● Prompt
Format the rows below as a Markdown table with two columns, "No." and "Line", numbering each non-blank line in order.
--- Data records ---
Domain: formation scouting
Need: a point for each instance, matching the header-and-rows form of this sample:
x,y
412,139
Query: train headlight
---
● Result of this exercise
| No. | Line |
|---|---|
| 1 | Domain: formation scouting |
| 2 | Need: a point for each instance, matching the header-and-rows form of this sample: |
| 3 | x,y |
| 4 | 412,139 |
| 5 | Query: train headlight |